» **Texte fourni**:
◇ ◇ ◇

La place de l'unilatéralisme, qui met en exergue les conflits réels de lois applicables c’est-à-dire les cas dans lesquels deux ou plusieurs lois entendent régir une même situation et est de respecter mutuellement le champ d’application des lois tel que voulu par les états dans le droit international privé, est réduit aujourd’hui.

L’arrêt de la Chambre Civile 1ère de la Cour de Cassation française, rendu le 1 juin 2017 en est une illustration. Il s’inscrit dans une jurisprudence dense en traitant sur la problématique de la règle de conflit unilatérale dans l’article 309 du code civile.

En l’espèce, il s’agit d’un divorce prononcé en France entre les époux possédant la nationalité néerlandaise. Ce qui pose des problèmes sur la validité de l’application du droit français.

◇ ◇ ◇

Lignes issues d'une source de données:
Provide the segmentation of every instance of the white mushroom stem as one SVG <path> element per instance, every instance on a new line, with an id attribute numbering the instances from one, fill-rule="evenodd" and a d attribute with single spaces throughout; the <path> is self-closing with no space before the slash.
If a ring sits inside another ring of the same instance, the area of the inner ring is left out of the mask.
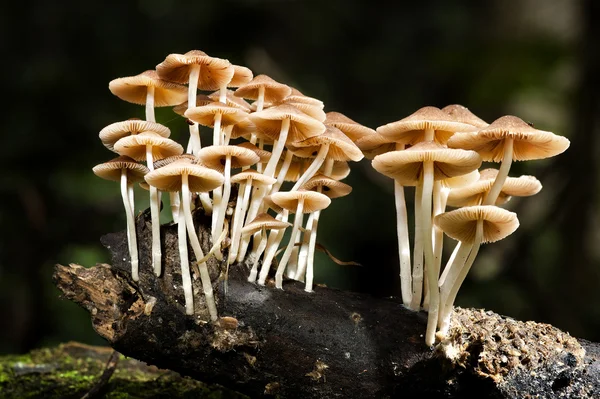
<path id="1" fill-rule="evenodd" d="M 432 219 L 431 203 L 433 196 L 433 161 L 423 163 L 423 193 L 422 193 L 422 223 L 425 253 L 425 272 L 427 273 L 427 290 L 429 292 L 429 315 L 427 318 L 427 331 L 425 333 L 425 344 L 431 346 L 435 342 L 435 330 L 437 327 L 438 311 L 440 304 L 440 292 L 437 281 L 440 275 L 433 256 L 432 242 Z"/>
<path id="2" fill-rule="evenodd" d="M 323 144 L 321 146 L 321 148 L 319 148 L 319 152 L 317 152 L 317 156 L 315 157 L 315 159 L 313 159 L 310 166 L 308 168 L 306 168 L 304 173 L 302 173 L 302 176 L 300 176 L 300 178 L 296 181 L 296 183 L 294 184 L 294 187 L 292 187 L 292 189 L 290 191 L 298 190 L 300 188 L 300 186 L 302 186 L 304 183 L 306 183 L 311 177 L 313 177 L 319 171 L 319 168 L 321 168 L 321 166 L 323 165 L 323 162 L 325 162 L 325 157 L 327 156 L 327 153 L 329 152 L 329 146 L 330 146 L 330 144 Z"/>
<path id="3" fill-rule="evenodd" d="M 400 288 L 402 303 L 410 306 L 412 300 L 412 276 L 410 270 L 410 242 L 408 237 L 408 216 L 404 187 L 394 180 L 394 199 L 396 203 L 396 232 L 398 235 L 398 256 L 400 259 Z"/>
<path id="4" fill-rule="evenodd" d="M 295 247 L 296 236 L 300 232 L 300 227 L 302 227 L 302 219 L 304 216 L 304 199 L 300 198 L 298 200 L 298 205 L 296 206 L 296 215 L 294 217 L 294 227 L 292 227 L 292 233 L 290 235 L 290 241 L 288 242 L 287 247 L 285 248 L 285 252 L 279 261 L 279 265 L 277 266 L 277 272 L 275 272 L 275 287 L 283 288 L 283 272 L 285 271 L 285 267 L 287 262 L 292 255 L 292 251 Z"/>
<path id="5" fill-rule="evenodd" d="M 133 281 L 139 281 L 137 236 L 135 234 L 135 219 L 129 201 L 129 186 L 130 185 L 127 184 L 127 169 L 121 169 L 121 198 L 123 199 L 125 217 L 127 218 L 127 245 L 129 246 L 129 258 L 131 259 L 131 278 L 133 278 Z"/>
<path id="6" fill-rule="evenodd" d="M 180 213 L 177 226 L 177 241 L 179 243 L 179 262 L 181 264 L 181 285 L 183 287 L 183 296 L 185 298 L 185 313 L 194 314 L 194 293 L 192 291 L 192 279 L 190 277 L 190 261 L 187 253 L 187 234 L 185 229 L 185 215 Z"/>
<path id="7" fill-rule="evenodd" d="M 504 187 L 504 182 L 508 177 L 508 172 L 510 171 L 510 165 L 512 164 L 513 157 L 513 144 L 514 139 L 507 137 L 504 139 L 504 156 L 502 158 L 502 163 L 500 164 L 500 169 L 498 170 L 498 174 L 496 175 L 496 180 L 494 180 L 494 184 L 490 191 L 488 192 L 485 200 L 483 201 L 483 205 L 494 205 L 496 204 L 496 200 L 502 191 L 502 187 Z"/>
<path id="8" fill-rule="evenodd" d="M 204 258 L 204 253 L 202 252 L 202 247 L 200 246 L 200 241 L 198 240 L 198 235 L 196 234 L 196 230 L 194 229 L 194 220 L 192 219 L 192 210 L 190 208 L 190 189 L 188 185 L 188 175 L 184 174 L 181 176 L 181 197 L 183 198 L 183 214 L 185 217 L 185 224 L 188 232 L 188 237 L 190 238 L 190 244 L 192 245 L 192 249 L 194 250 L 194 255 L 197 260 L 202 260 Z M 183 267 L 183 265 L 182 265 Z M 188 265 L 189 267 L 189 265 Z M 218 319 L 217 314 L 217 305 L 215 304 L 215 298 L 213 295 L 212 283 L 210 281 L 210 275 L 208 274 L 208 267 L 206 266 L 206 262 L 199 262 L 198 269 L 200 270 L 200 280 L 202 281 L 202 290 L 204 291 L 204 297 L 206 300 L 206 306 L 208 307 L 208 312 L 210 313 L 210 318 L 213 321 Z M 191 290 L 191 282 L 189 285 L 189 289 Z M 185 290 L 185 287 L 184 287 Z M 193 312 L 193 309 L 192 309 Z M 188 313 L 191 314 L 191 313 Z"/>
<path id="9" fill-rule="evenodd" d="M 284 209 L 281 215 L 277 215 L 276 219 L 281 218 L 282 221 L 287 222 L 289 211 Z M 265 257 L 263 259 L 263 264 L 260 268 L 260 274 L 258 276 L 258 284 L 265 285 L 265 281 L 267 280 L 267 276 L 269 275 L 269 270 L 271 269 L 271 263 L 273 262 L 273 258 L 277 254 L 277 248 L 279 247 L 279 243 L 283 239 L 283 235 L 285 233 L 285 229 L 280 230 L 272 230 L 269 233 L 269 238 L 267 239 L 267 248 L 265 252 Z"/>
<path id="10" fill-rule="evenodd" d="M 450 319 L 452 317 L 452 307 L 454 305 L 454 301 L 456 299 L 456 295 L 458 294 L 458 290 L 460 289 L 462 283 L 465 281 L 469 270 L 471 270 L 471 266 L 473 266 L 473 262 L 475 261 L 475 257 L 479 252 L 479 248 L 481 247 L 481 242 L 483 241 L 483 220 L 477 221 L 477 227 L 475 230 L 475 240 L 472 245 L 468 245 L 470 249 L 469 257 L 462 264 L 458 265 L 457 268 L 458 274 L 456 279 L 452 281 L 450 277 L 446 280 L 444 285 L 442 285 L 442 298 L 444 301 L 444 306 L 441 308 L 441 323 L 440 323 L 440 335 L 441 337 L 445 337 L 450 328 Z M 457 256 L 458 258 L 458 256 Z M 445 294 L 445 295 L 444 295 Z"/>
<path id="11" fill-rule="evenodd" d="M 415 243 L 413 249 L 412 298 L 410 309 L 421 309 L 423 293 L 423 222 L 421 203 L 423 201 L 423 186 L 418 184 L 415 189 Z M 430 233 L 427 233 L 430 234 Z"/>
<path id="12" fill-rule="evenodd" d="M 146 165 L 150 172 L 154 170 L 154 159 L 152 156 L 152 146 L 146 145 Z M 150 221 L 152 223 L 152 267 L 154 274 L 160 276 L 161 273 L 161 243 L 160 243 L 160 200 L 158 199 L 158 189 L 150 186 Z"/>
<path id="13" fill-rule="evenodd" d="M 154 116 L 154 86 L 148 86 L 146 90 L 146 120 L 148 122 L 156 122 Z"/>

◇ ◇ ◇

» **Consigne 1**: Reformulez sous forme de liste, et plus brièvement, le paragraphe du texte sur l'unilatéralisme qui commence par « La place de l'unilatéralisme », en gardant ses faits principaux.
» **Consigne 2**: Relevez, dans le texte sur l'unilatéralisme, tous les éléments qui permettent d'identifier l'arrêt cité.
» **Consigne 3**: Poursuivez la rédaction du texte sur l'unilatéralisme à la suite de sa dernière phrase.

» **Résultat attendu 1**:
- La place de l'unilatéralisme dans le droit international privé est aujourd'hui réduite.
- L'unilatéralisme met en exergue les conflits réels de lois, c'est-à-dire les cas où deux ou plusieurs lois entendent régir une même situation.
- Il consiste à respecter mutuellement le champ d'application des lois tel que voulu par les États.

» **Résultat attendu 2**:
- Chambre Civile 1ère
- Cour de Cassation française
- 1 juin 2017

» **Résultat attendu 3**:
Suite à une demande du divorce des époux, la cour d'appel de Limoges rend un jugement en appliquant du droit français. Ainsi, le pourvoi en cassation dans l’intérêt de la loi, formé par le procureur général, se fonde sur un de plus fréquentes cas d’ouverture. Selon l’article 309 du code civil, quand les époux ont la nationalité FR ou domicile en FR ou quand aucune loi étrangère n'est compétente, alors loi du for s'applique. En l’espèce, les époux n'étaient pas de nationalité française et le mari était domicilié aux Pays-Bas, de sorte qu'il lui incombait de rechercher si une loi étrangère se reconnaissait compétence. Ainsi la cour d'appel a violé les textes susvisés qui a cité dans le visa de l’arrêt : l’article 3 et l’article 309 du Code Civil. La Cour de Cassation va retenir les griefs du pourvoi et, ensuite, va casser et annuler sans renvoi le jugement attaqué.

Dans cette arrêt, la difficulté de l’application du article 309 est comment décider si une autre loi étrangère se reconnaît compétente ou non et ce qu’il fait lorsque plusieurs lois étrangères se veulent applicables. Malgré que cette article existe encore, cette règle de conflit unilatérale ne s'applique plus en FR en matière de divorce car depuis quelques années, on applique un règlement européen Rome III pour cette catégorie.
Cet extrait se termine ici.